» GOAL 1:
Answer these questions from the passage on campus moves:
(a) To what address has Hillel moved?
(b) Where is the Radcliffe Child Care Center currently located?
(c) What does the passage give as the reason the Oxford St. Day Care Center is leaving its present location?

** START SOURCE PASSAGE **

8. Speaking of the Ec Department, it makes sense to mention David S. Landes, Goelet Professor of French History, who is moving from the History Department (Robinson Hall) to the Ec Department (somewhere, over the ...).

9. The General Education Office, now located in 1737 Cambridge St., is not moving to the Quad, but for a long time it looked like it would.

10. Were you wondering why Social Studies was moving out of Putnam House (see number 2)? The Radcliffe Child Care Center, currently located in the basement of Larsen Hall, is being moved to Putnam House to free up more classroom space.

11. Speaking of child's play, the Oxford St. Day Care Center, one of Harvard's seven, is leaving its present location because of increased radiation emanating from a cyclotron located here. If you see any radiant kids around...

12. Hillel, as you may have noticed, is moving--or rather, has moved--from 1 Bryant St. to 47 Mt. Auburn St.

13. While we're talking have-moves, an awful lot of people have left Cambridge entirely for Washington, D.C. It happens every four years, kind of like lemmings.

14. And then there's the Byzantine Studies Center, which may or may not be leaving its spacious residence at Dumbarton Oaks in Washington, D.C. for less-palacial quarters in Cambridge.

15. Last of all, there's the mailbox at the corner of Mt. ?---Auburn and Plympton St. It wandered off, and appears unlikely to return.

** END SOURCE PASSAGE **

» GOAL 2: Transcribe the entries below exactly, beginning with their first line and ending after the line that contains "[[162, 51, 169, 56]]", inclusive.

** START EXERCISE MATERIALS **

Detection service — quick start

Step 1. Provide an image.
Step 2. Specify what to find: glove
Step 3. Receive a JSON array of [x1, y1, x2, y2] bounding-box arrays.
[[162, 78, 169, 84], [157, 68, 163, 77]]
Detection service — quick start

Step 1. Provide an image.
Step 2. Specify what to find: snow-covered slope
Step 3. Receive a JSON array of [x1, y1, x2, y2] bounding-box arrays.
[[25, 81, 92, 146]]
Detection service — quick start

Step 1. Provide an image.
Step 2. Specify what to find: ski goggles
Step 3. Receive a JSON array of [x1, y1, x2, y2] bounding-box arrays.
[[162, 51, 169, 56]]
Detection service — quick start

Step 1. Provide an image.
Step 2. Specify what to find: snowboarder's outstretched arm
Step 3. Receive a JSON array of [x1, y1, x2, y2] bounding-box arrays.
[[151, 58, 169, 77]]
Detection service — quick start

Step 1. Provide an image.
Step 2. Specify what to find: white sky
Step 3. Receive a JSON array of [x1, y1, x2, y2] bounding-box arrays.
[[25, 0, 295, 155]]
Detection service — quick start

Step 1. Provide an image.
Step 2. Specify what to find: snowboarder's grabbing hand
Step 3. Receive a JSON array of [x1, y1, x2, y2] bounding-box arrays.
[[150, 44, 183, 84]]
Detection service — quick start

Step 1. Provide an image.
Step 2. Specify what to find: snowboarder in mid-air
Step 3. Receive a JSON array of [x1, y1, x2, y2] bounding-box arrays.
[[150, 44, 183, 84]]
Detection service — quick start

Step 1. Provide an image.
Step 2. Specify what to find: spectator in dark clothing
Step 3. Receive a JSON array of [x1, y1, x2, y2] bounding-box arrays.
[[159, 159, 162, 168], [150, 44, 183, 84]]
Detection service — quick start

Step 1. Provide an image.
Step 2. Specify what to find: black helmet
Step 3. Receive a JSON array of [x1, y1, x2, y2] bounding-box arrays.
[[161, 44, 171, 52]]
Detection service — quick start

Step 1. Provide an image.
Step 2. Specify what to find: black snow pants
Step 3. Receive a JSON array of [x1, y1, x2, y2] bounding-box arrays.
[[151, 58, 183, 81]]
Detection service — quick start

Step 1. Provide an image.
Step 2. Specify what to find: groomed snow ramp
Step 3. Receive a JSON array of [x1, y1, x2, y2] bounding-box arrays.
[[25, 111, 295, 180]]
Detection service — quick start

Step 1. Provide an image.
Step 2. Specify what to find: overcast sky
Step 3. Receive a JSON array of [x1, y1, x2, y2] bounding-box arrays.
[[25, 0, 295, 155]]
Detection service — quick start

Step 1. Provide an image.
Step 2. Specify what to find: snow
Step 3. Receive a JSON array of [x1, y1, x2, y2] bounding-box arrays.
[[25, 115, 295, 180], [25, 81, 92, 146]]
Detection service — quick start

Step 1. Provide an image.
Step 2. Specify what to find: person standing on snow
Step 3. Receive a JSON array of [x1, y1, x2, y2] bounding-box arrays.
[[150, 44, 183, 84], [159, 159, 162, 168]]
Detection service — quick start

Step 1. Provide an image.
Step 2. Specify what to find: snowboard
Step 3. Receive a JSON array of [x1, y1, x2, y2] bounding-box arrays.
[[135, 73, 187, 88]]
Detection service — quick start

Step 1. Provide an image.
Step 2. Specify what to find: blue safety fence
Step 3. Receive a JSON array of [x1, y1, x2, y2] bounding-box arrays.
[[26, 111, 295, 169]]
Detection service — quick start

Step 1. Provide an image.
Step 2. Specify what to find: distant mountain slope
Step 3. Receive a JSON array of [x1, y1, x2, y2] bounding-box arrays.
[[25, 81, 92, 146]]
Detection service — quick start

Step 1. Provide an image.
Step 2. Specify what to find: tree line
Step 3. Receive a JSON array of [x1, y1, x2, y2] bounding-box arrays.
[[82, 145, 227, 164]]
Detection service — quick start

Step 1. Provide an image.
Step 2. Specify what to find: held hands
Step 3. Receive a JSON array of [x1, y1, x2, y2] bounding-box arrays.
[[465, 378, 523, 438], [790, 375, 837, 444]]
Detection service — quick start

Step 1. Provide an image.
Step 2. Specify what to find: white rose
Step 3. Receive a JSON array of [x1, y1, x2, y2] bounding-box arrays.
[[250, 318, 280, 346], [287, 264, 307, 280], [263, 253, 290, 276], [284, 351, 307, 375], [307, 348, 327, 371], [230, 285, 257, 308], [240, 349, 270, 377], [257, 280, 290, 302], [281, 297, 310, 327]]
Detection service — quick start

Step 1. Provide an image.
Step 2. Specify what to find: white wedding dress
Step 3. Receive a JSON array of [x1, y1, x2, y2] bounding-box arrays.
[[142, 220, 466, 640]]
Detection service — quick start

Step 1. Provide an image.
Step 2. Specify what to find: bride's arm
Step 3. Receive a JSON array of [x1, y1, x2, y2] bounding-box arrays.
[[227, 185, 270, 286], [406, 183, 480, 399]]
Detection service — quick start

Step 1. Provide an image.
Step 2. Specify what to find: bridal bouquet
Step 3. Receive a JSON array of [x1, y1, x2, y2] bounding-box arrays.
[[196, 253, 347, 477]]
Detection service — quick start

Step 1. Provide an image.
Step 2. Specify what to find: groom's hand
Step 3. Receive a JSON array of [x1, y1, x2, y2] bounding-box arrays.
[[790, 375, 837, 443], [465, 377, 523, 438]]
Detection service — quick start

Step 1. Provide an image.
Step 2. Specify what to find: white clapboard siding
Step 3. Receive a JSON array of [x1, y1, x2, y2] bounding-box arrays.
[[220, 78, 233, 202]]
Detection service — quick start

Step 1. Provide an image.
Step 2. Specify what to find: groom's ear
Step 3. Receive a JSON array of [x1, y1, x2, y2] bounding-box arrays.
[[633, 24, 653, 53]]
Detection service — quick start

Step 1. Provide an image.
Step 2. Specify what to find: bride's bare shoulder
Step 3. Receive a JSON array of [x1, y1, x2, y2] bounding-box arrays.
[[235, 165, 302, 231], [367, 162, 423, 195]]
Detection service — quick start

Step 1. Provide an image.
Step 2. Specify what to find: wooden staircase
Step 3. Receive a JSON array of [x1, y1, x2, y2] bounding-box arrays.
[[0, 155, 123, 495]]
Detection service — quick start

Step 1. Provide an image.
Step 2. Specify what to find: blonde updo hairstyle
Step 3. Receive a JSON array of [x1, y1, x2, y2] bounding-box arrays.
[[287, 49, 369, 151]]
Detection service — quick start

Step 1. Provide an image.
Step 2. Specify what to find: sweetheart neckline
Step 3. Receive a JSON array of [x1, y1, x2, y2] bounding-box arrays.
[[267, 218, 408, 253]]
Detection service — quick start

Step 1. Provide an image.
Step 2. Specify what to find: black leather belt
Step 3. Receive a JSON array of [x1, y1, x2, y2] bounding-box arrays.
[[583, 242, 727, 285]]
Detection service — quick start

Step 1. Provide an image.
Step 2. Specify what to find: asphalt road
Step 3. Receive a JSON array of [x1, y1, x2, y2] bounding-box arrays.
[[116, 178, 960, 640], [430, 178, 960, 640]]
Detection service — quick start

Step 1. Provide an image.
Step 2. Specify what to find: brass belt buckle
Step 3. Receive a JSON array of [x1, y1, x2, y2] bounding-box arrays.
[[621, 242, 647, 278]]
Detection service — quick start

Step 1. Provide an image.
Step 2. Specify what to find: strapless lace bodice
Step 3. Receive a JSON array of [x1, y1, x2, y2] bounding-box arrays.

** END EXERCISE MATERIALS **

» TASK SOLUTION 1:
(a) 47 Mt. Auburn St.
(b) In the basement of Larsen Hall.
(c) Increased radiation emanating from a cyclotron located there.

» TASK SOLUTION 2:
Detection service — quick start

Step 1. Provide an image.
Step 2. Specify what to find: glove
Step 3. Receive a JSON array of [x1, y1, x2, y2] bounding-box arrays.
[[162, 78, 169, 84], [157, 68, 163, 77]]
Detection service — quick start

Step 1. Provide an image.
Step 2. Specify what to find: snow-covered slope
Step 3. Receive a JSON array of [x1, y1, x2, y2] bounding-box arrays.
[[25, 81, 92, 146]]
Detection service — quick start

Step 1. Provide an image.
Step 2. Specify what to find: ski goggles
Step 3. Receive a JSON array of [x1, y1, x2, y2] bounding-box arrays.
[[162, 51, 169, 56]]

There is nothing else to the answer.